- 지시 사항 -
“point: rust-colored flank, one” 문구가 들어 있는 줄부터 기록의 마지막 줄까지 뽑아 한 글자도 바꾸지 말고 그대로 옮겨 적으시오. 처음 줄과 마지막 줄도 포함한다.

(점 기반 주석 데이터)
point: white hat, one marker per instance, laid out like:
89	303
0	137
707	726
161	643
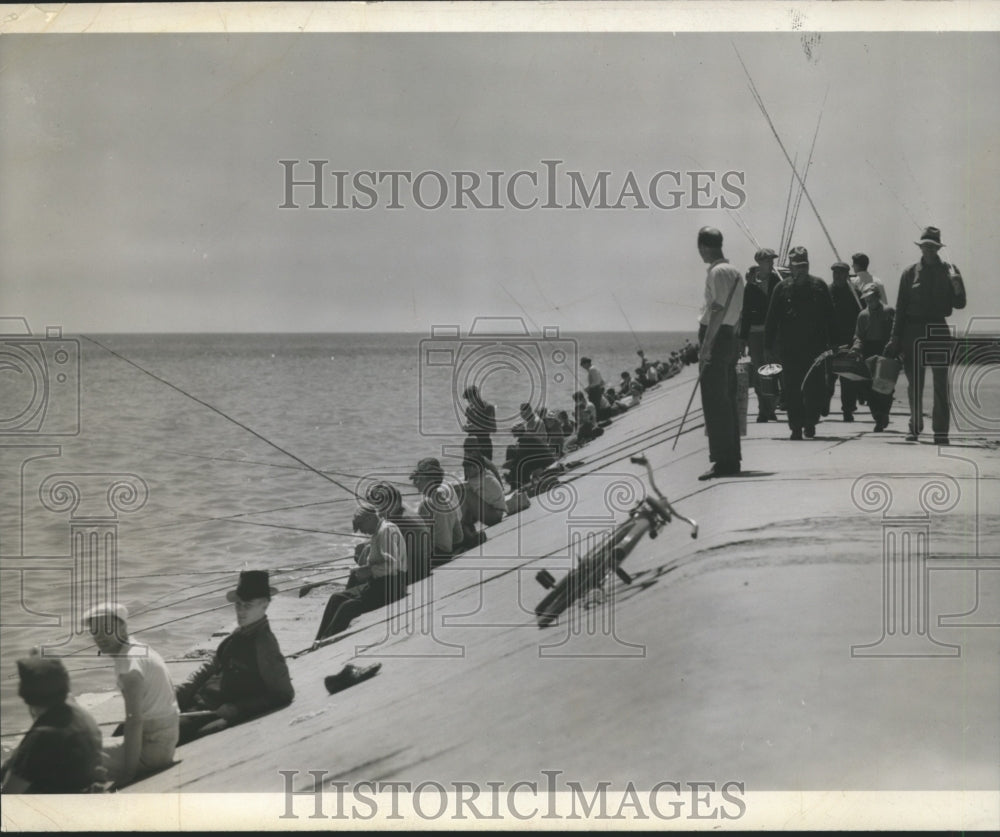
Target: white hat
106	609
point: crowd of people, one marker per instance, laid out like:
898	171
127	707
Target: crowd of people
806	325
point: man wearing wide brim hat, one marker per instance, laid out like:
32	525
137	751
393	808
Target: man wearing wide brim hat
761	280
929	291
800	322
61	752
247	676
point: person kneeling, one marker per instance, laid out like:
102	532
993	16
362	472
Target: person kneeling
378	579
246	677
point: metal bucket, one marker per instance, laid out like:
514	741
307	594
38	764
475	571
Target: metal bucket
886	373
769	380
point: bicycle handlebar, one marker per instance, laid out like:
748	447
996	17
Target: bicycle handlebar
641	460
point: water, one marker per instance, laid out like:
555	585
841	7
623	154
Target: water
220	497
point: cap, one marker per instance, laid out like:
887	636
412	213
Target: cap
709	237
105	609
44	680
253	585
428	467
798	255
932	236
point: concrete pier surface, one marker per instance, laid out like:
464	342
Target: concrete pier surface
827	647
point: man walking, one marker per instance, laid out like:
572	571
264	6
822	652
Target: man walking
761	281
846	308
800	319
928	292
718	355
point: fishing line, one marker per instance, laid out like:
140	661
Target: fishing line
216	410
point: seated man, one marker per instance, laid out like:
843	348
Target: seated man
440	507
61	753
379	579
482	500
246	677
151	715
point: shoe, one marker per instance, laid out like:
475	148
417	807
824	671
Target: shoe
349	675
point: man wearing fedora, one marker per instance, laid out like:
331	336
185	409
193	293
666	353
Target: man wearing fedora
800	323
61	753
928	293
151	725
718	355
761	280
247	676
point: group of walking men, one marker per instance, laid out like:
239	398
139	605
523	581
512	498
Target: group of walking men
795	320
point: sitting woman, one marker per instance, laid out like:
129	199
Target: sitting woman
378	579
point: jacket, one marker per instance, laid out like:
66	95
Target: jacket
248	670
926	295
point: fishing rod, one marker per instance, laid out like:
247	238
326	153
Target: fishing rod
767	116
216	410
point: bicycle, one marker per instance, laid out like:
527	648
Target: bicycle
648	516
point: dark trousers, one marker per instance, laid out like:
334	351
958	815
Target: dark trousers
718	400
344	606
919	354
803	406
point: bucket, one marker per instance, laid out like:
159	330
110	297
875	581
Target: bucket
769	380
886	372
742	392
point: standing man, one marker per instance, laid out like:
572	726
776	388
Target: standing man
480	420
595	386
718	355
928	292
800	319
846	308
859	264
761	281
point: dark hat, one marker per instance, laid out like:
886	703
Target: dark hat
930	235
798	255
428	467
44	680
253	585
709	237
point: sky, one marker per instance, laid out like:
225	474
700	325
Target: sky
142	184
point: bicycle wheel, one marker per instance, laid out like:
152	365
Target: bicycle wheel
590	572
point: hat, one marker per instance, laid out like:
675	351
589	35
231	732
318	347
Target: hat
930	235
709	237
253	585
429	467
798	255
105	609
44	680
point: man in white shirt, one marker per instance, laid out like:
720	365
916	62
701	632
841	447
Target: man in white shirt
718	355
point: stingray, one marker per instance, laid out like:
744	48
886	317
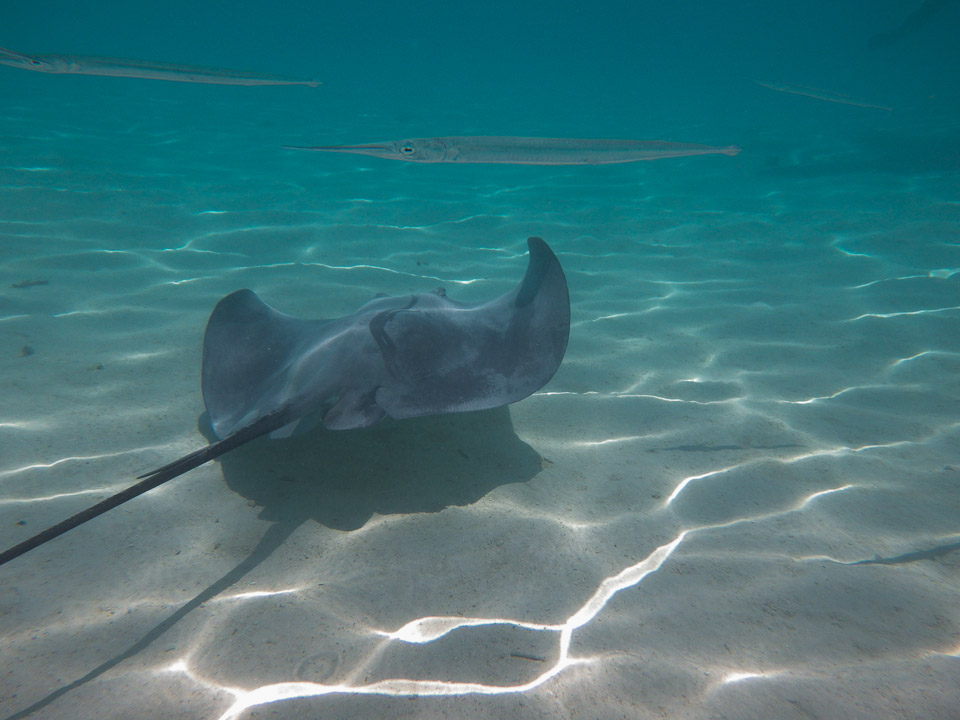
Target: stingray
265	372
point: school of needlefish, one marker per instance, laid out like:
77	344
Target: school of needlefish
265	372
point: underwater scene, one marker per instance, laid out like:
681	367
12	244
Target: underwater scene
496	360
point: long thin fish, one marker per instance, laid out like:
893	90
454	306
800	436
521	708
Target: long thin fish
144	69
816	94
523	150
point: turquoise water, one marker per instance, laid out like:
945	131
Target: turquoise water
739	495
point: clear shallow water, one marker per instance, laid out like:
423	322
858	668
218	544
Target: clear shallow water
760	390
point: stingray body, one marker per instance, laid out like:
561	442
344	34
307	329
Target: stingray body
267	372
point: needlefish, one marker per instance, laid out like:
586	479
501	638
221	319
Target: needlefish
524	150
145	69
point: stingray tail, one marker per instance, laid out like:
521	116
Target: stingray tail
148	481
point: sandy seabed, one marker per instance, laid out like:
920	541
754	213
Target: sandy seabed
738	497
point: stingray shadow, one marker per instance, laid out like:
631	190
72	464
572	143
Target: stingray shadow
418	465
340	479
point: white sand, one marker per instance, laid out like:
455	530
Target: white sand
761	390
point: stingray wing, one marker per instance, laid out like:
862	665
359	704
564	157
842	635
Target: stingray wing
247	351
442	356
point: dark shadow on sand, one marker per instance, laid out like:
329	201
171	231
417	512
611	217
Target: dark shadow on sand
421	465
341	478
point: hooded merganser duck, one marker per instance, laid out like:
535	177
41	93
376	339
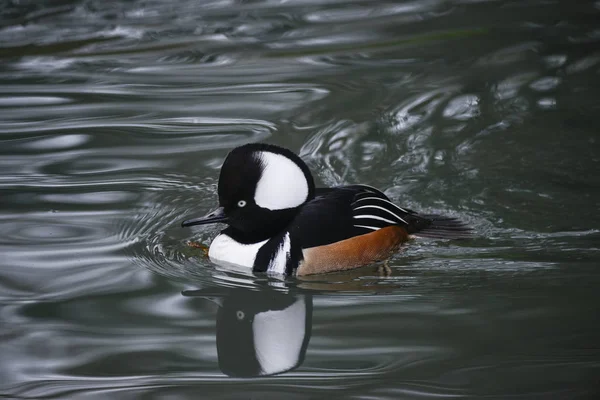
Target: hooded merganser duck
278	222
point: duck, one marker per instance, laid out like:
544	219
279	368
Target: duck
278	222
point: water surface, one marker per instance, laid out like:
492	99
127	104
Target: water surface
116	116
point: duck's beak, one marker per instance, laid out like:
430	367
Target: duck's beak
212	217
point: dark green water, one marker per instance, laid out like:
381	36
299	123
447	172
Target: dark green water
116	116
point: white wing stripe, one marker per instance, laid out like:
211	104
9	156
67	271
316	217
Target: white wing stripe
384	209
374	217
366	227
384	200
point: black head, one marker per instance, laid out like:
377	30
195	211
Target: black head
261	188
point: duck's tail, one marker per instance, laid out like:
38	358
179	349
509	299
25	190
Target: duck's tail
441	227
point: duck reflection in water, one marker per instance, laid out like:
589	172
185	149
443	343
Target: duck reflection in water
260	333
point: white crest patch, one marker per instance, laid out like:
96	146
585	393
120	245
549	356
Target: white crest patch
278	337
279	261
282	183
226	250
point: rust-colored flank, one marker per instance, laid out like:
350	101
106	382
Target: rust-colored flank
354	252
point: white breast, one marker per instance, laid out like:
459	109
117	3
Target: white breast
278	337
226	250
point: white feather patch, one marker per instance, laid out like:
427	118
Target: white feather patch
278	337
225	249
282	183
279	261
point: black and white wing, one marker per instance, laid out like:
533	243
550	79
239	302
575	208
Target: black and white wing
373	210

- 완성된 과제 -
point: rust-colored flank, one marker per instance, laid out like:
350	101
106	382
Target: rust-colored flank
354	252
point: white breast, one marker per instance, laid out like:
459	109
117	3
Target: white breast
278	337
226	250
point: white feather patch, one marker per instance, laid out like:
427	118
Target: white feather patch
278	337
225	249
282	183
279	261
point: black and white wing, one marker per instance, laid out like:
533	243
550	79
239	302
575	208
Target: black and white wing
373	210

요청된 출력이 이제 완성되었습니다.